▶ [CHALLENGE]
All entries are to be quoted exactly; the images stay out of the copy.

::: MATERIAL SHOWN :::

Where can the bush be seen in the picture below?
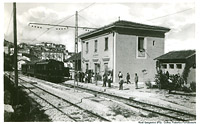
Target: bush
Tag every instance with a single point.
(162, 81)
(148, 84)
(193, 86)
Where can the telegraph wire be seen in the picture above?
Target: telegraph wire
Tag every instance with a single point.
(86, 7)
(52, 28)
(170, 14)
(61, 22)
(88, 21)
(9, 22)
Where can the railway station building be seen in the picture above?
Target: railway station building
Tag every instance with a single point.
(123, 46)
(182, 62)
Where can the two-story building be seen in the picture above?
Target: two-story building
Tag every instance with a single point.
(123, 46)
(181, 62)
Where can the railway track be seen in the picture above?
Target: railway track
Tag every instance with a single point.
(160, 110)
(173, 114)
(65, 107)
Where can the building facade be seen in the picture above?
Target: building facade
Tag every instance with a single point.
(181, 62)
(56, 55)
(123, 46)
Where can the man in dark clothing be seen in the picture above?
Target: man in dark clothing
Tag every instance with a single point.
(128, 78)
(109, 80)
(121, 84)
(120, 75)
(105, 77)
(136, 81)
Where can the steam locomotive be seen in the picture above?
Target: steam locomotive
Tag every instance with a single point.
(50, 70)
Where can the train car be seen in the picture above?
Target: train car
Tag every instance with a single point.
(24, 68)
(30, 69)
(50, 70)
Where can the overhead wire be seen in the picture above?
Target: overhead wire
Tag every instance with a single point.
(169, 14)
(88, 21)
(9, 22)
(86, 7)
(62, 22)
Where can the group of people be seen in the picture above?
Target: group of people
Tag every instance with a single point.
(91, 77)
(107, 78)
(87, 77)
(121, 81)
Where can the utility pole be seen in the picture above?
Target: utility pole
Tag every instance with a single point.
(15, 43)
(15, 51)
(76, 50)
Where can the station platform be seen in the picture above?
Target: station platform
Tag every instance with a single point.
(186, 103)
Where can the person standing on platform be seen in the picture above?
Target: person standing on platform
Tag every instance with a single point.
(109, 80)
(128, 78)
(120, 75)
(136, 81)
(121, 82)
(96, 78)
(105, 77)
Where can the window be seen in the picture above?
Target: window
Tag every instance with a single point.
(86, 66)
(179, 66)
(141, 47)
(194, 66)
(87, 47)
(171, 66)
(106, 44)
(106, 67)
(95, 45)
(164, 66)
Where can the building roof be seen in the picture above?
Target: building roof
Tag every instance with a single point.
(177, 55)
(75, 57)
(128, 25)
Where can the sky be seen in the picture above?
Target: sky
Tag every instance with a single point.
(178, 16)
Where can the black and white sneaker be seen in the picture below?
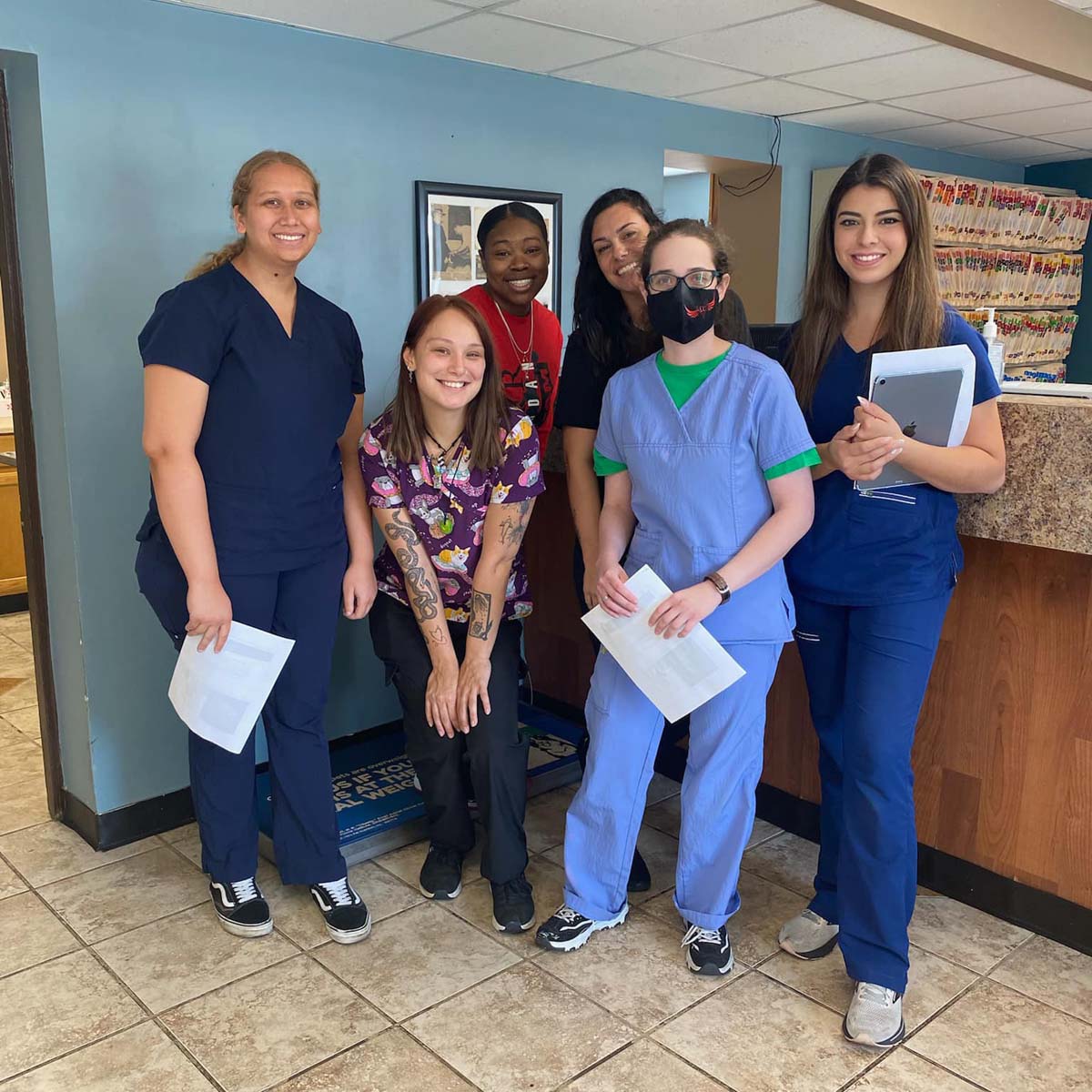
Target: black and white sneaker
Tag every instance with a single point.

:::

▶ [ANSWER TO THIS TASK]
Where can the bush be seen in the picture below?
Target: bush
Tag every instance with a single point.
(162, 81)
(148, 84)
(193, 86)
Where can the telegraph wire be seen in the picture above?
Target: telegraph wire
Tag every instance with a single point.
(86, 7)
(52, 28)
(170, 14)
(61, 22)
(88, 21)
(9, 22)
Where can the railway station building be seen in the picture above?
Target: railway station building
Tag every instance with a single point.
(123, 46)
(182, 62)
Where can the two-story building be seen in the picture above?
Target: two-story building
Tag every instance with a single point.
(123, 46)
(181, 62)
Where can the railway track be seen in the picture above?
Target: railway track
Tag every instance with a single point.
(160, 110)
(173, 114)
(65, 107)
Where can the building facade be seen in the picture above?
Target: building facade
Tag every instance with a single point.
(181, 62)
(56, 55)
(123, 46)
Where can the man in dark clothing be seen in the picture above?
Target: man in dark clothing
Tag every instance with a single point.
(128, 78)
(109, 80)
(121, 84)
(120, 75)
(105, 77)
(136, 81)
Where can the steam locomotive be seen in the picture above?
Target: steam locomotive
Tag every instance with a single point.
(50, 70)
Where can the train car be seen in the picture above?
Target: train car
Tag every instance with a single point.
(24, 68)
(30, 69)
(50, 70)
Where can the overhead wire be seen in the picture above?
Target: overhead wire
Tag every instance with a single point.
(169, 14)
(88, 21)
(9, 22)
(86, 7)
(62, 22)
Where can the group of people be seen in the picture above?
Target: group of people
Tag every instance with a single point.
(91, 77)
(107, 78)
(87, 77)
(121, 81)
Where can the utility pole be seen in the picture above?
Target: utility pole
Tag every instance with a single point.
(15, 43)
(15, 51)
(76, 50)
Where can the station platform be seen in the picture above?
Target: station platform
Tag every instance with a single point.
(186, 103)
Where can the person standing on platform be seen in the picture above?
Target: person standing on platform
Tag every instance with a single point.
(109, 80)
(128, 78)
(120, 75)
(136, 81)
(121, 82)
(96, 78)
(105, 77)
Where can the window be seen in the picture above?
Target: window
Tag every instance with a single point.
(86, 66)
(179, 66)
(141, 47)
(194, 66)
(87, 47)
(171, 66)
(106, 44)
(106, 67)
(95, 45)
(164, 66)
Where can the building roof be seen in the picture above?
Target: building roof
Tag every instance with a single point.
(177, 55)
(75, 57)
(128, 25)
Where can the sky be seen in the picture above?
Target: sky
Tag every instance with a single point.
(178, 16)
Where can the black and white sneaker be seen in the picture below?
Target: black and white sneaker
Tag every instance with a single point.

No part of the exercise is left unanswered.